▸ INSTRUCTIONS TO FOLLOW:
Using the data below, show every line where the word "rope" occurs.

▸ DATA FOR THIS TASK:
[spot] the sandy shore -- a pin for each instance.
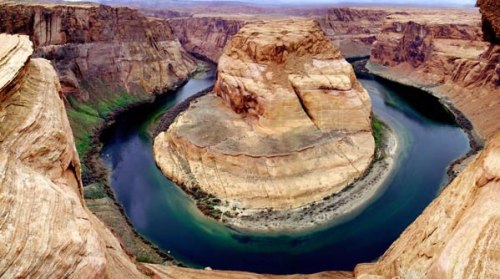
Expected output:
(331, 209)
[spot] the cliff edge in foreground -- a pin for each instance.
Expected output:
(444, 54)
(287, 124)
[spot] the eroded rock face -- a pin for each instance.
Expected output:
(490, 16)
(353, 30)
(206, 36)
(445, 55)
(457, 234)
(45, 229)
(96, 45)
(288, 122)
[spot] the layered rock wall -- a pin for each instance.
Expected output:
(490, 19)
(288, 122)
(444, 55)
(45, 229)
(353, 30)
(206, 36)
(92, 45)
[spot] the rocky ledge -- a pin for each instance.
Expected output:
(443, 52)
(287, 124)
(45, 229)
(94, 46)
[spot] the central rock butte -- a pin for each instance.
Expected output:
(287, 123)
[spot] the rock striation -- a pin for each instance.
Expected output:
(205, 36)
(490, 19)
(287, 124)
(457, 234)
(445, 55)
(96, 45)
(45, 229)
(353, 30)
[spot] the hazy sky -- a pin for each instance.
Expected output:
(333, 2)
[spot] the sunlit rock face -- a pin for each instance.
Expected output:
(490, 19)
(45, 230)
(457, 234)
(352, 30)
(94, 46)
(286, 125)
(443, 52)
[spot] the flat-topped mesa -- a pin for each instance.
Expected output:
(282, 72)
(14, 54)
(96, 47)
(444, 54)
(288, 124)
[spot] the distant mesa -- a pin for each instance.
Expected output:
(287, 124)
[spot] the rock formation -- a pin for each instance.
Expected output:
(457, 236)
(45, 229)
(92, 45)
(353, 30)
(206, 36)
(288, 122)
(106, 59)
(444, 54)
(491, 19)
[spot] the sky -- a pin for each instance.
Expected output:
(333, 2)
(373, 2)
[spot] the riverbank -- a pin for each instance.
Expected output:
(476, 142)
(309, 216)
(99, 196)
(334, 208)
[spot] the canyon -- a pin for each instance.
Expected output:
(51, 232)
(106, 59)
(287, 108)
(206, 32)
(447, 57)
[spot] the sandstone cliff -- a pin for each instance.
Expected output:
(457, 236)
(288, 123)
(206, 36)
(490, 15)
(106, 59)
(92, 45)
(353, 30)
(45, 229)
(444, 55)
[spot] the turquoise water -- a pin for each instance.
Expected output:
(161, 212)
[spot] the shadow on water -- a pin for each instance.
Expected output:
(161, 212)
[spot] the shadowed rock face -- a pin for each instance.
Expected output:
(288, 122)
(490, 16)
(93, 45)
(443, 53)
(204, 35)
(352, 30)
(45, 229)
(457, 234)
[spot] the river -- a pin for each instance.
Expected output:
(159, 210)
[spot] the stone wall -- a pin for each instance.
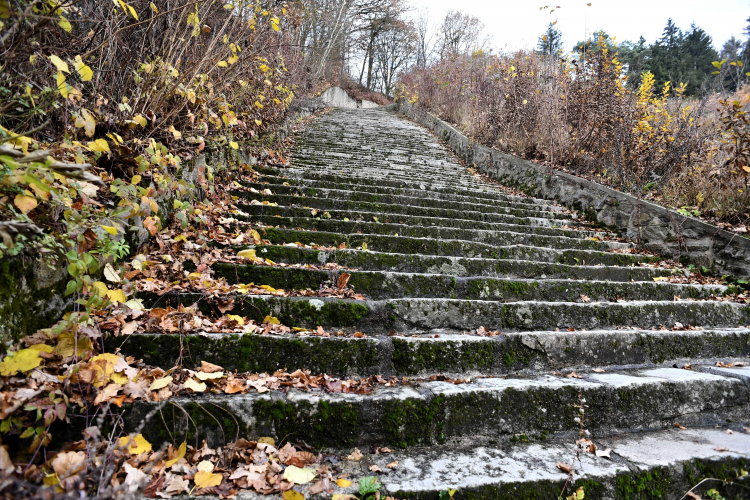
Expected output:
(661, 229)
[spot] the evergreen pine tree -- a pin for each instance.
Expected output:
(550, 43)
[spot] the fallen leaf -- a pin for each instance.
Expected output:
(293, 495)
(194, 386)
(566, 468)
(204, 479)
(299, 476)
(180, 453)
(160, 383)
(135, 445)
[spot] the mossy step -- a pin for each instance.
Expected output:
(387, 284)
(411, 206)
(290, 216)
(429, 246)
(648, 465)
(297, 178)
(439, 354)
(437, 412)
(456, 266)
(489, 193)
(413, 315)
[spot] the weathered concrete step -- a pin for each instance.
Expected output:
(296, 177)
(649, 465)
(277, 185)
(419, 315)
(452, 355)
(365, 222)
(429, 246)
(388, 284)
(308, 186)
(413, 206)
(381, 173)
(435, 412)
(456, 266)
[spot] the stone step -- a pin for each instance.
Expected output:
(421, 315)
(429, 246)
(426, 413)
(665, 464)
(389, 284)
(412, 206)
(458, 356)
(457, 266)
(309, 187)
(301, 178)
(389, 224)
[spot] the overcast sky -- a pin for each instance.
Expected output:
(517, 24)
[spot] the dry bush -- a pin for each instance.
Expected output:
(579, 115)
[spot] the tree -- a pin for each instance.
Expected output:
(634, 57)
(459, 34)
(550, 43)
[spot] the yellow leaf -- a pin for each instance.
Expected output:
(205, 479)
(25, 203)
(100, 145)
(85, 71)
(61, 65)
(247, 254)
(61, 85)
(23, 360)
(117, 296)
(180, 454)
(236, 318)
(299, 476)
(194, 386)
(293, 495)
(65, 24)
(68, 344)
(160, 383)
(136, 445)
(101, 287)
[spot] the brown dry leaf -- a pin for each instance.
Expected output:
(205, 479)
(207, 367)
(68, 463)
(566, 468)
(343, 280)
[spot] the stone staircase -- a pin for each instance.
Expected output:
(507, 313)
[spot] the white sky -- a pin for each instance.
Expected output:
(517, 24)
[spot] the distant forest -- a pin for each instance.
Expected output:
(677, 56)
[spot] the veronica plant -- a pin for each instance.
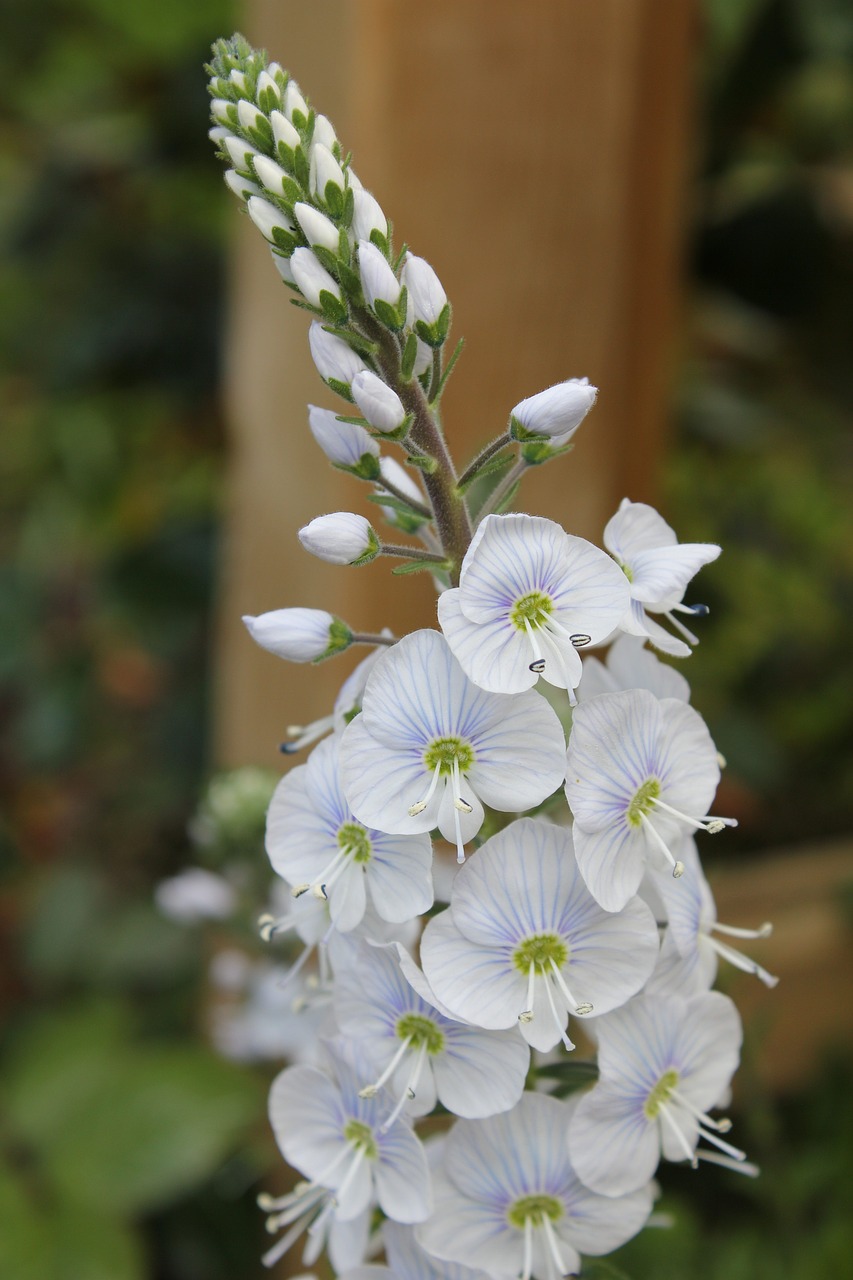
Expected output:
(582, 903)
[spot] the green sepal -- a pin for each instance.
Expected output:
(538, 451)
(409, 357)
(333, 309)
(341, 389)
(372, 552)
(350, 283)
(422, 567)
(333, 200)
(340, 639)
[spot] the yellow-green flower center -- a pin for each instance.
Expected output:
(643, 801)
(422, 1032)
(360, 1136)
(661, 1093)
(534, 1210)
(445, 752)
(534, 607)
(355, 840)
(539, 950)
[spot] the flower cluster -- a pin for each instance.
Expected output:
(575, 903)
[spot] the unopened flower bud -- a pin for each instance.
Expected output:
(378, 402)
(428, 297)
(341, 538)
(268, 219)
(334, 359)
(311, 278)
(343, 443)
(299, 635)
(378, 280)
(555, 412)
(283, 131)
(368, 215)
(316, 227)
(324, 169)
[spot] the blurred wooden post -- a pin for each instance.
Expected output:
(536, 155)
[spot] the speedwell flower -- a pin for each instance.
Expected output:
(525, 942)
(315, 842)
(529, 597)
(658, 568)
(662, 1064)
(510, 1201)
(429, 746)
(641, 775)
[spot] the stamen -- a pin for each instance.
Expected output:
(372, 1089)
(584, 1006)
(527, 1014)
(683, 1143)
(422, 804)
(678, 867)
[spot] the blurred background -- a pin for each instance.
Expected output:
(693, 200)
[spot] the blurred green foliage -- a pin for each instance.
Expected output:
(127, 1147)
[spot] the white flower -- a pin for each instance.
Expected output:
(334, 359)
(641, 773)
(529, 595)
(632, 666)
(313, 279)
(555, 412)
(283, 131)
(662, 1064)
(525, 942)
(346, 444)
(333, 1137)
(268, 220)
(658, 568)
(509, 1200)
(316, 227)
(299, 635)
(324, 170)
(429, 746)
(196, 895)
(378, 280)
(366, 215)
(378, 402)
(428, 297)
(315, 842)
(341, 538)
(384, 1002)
...
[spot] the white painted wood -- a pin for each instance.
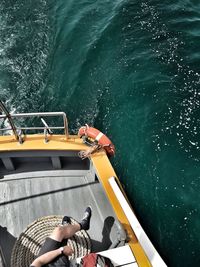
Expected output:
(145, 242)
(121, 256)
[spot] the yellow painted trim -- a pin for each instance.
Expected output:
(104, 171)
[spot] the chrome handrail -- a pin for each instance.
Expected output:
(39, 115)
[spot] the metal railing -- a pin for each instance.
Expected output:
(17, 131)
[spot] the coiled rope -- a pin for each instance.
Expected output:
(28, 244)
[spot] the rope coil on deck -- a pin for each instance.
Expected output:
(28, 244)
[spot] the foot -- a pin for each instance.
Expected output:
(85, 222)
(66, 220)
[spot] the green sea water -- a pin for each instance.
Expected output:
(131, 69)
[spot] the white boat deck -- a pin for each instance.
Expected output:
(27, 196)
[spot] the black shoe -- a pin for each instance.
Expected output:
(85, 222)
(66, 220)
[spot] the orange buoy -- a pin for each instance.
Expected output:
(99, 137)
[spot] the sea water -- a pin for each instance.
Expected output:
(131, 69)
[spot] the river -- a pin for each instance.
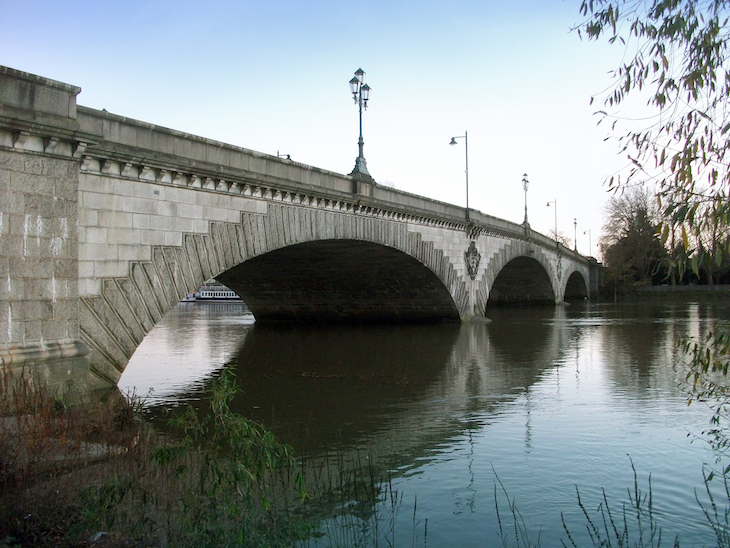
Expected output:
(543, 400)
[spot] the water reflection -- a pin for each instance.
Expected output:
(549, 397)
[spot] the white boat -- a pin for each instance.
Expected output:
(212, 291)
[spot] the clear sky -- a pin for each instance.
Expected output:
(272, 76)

▸ RESULT:
[spot] the coiled rope -- a pin for each instance.
[spot] the rope coil on deck -- a pin for each instance.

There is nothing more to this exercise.